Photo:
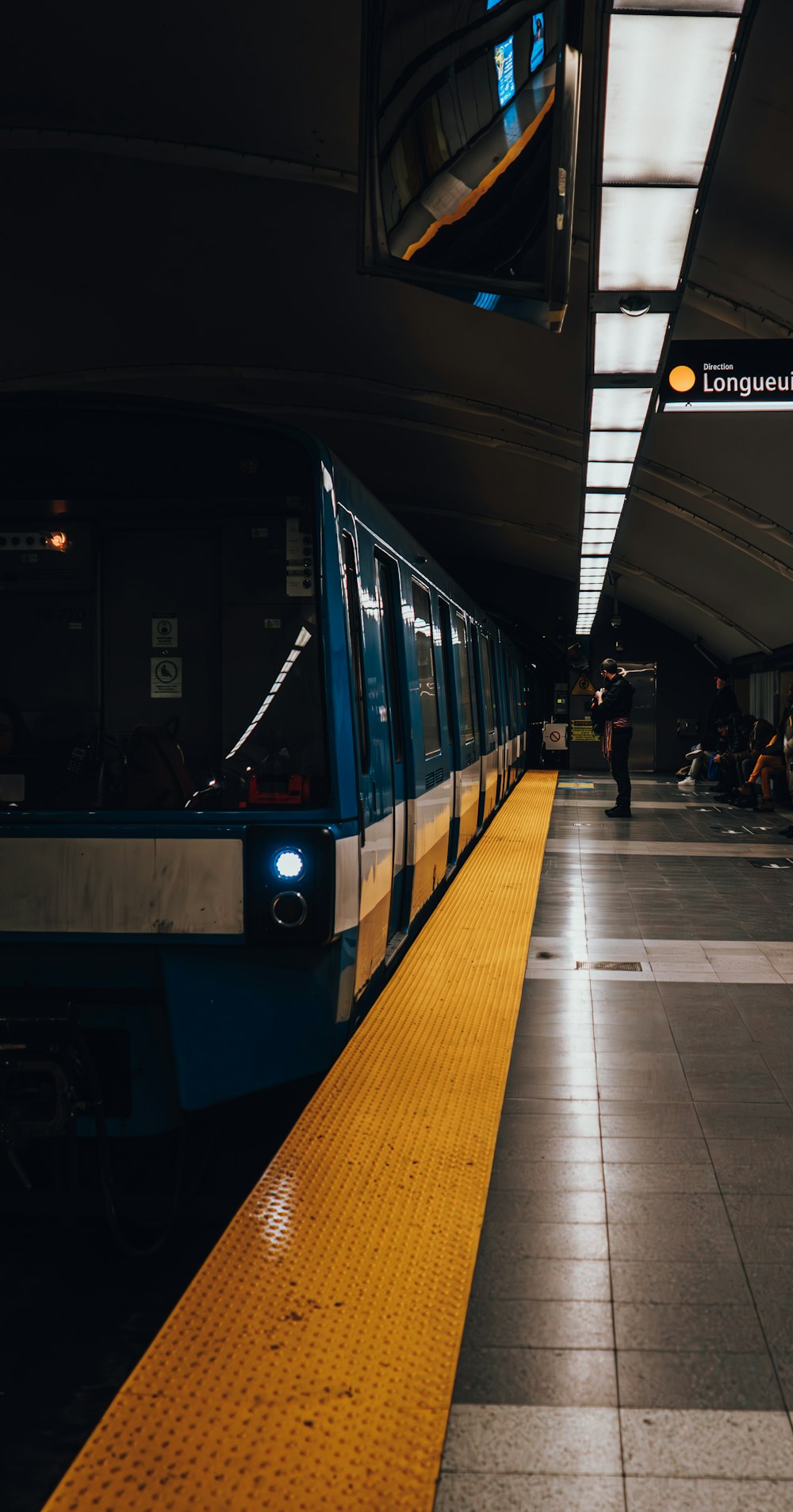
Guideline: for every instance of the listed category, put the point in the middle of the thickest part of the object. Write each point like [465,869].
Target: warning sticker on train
━━━━━━━━
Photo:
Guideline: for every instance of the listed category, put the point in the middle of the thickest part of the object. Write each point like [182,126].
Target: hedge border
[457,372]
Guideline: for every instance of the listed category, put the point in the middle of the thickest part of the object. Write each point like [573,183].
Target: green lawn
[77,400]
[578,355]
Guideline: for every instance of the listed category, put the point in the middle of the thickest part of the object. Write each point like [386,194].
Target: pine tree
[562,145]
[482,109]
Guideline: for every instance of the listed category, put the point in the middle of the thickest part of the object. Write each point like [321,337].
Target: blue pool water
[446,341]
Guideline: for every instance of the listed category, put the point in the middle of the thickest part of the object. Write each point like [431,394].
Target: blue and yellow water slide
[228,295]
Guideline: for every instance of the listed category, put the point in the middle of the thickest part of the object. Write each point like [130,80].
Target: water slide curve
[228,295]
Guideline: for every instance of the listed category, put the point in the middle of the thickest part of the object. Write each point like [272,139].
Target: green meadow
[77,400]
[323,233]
━━━━━━━━
Return only the number of lines in the data above that hold the word "each".

§ **RESPONSE TO THE TASK**
8